### Request
Pick out every line in the listing below that contains the word "woman", and copy each one. Case counts, so match the word only with the same capitalization.

[Entries from a pointing dataset]
— Begin —

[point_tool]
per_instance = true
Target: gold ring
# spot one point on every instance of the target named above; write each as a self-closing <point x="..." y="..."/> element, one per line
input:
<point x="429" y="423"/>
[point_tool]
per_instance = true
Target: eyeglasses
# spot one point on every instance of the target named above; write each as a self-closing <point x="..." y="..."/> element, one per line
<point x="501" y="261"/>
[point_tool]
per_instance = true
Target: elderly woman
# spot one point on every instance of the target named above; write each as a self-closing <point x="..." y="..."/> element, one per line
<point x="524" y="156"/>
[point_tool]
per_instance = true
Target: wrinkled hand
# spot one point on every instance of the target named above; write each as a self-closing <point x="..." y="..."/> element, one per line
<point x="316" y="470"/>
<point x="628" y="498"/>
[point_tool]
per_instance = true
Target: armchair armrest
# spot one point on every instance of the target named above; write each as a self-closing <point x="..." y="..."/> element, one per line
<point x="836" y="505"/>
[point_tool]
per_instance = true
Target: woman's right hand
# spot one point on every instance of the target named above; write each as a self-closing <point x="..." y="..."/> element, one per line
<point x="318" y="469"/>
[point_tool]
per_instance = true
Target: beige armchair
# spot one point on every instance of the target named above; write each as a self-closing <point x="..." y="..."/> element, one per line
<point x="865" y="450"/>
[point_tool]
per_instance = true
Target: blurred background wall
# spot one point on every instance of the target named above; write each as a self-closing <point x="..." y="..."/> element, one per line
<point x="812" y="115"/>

— End —
— Begin —

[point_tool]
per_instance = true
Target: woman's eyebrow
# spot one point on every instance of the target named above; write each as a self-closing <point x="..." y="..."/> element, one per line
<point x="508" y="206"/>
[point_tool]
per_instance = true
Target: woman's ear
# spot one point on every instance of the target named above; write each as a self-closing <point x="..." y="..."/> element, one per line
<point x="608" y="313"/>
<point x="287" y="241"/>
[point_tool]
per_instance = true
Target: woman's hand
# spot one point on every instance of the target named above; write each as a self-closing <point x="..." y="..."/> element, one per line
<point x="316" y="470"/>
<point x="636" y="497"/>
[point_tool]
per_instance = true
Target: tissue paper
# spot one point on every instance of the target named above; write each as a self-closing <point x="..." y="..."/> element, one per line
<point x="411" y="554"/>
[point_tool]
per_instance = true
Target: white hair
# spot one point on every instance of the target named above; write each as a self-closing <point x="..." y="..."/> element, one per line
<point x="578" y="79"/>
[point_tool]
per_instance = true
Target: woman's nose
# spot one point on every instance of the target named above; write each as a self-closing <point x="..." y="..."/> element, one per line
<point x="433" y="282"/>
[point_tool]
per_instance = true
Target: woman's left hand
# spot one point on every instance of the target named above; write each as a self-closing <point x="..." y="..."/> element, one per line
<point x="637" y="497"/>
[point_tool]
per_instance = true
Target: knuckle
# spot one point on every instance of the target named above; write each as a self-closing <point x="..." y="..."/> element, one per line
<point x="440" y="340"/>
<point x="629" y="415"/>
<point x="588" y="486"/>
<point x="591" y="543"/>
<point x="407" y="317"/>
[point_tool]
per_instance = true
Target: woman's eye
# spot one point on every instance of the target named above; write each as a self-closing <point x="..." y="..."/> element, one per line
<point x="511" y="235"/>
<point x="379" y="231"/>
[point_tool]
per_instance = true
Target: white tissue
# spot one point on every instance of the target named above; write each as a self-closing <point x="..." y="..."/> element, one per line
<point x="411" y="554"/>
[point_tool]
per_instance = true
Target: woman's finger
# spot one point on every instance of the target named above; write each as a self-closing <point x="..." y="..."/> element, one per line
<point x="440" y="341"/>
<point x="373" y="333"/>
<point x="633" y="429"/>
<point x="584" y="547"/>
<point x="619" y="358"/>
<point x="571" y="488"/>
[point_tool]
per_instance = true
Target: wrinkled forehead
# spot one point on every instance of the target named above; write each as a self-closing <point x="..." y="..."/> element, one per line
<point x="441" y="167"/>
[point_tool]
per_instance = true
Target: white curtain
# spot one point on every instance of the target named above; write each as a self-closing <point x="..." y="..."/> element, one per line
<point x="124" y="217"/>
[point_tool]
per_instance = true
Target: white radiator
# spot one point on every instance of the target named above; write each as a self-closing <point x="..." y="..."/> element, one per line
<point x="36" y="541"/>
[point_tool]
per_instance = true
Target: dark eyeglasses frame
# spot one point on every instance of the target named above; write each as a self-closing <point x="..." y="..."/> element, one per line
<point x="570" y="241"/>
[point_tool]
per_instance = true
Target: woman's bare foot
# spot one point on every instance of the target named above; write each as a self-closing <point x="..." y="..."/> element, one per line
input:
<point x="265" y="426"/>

— End —

### Output for this task
Target: elderly woman
Target: woman's right hand
Target: woman's eyebrow
Target: woman's ear
Target: woman's hand
Target: woman's nose
Target: woman's left hand
Target: woman's eye
Target: woman's finger
Target: woman's bare foot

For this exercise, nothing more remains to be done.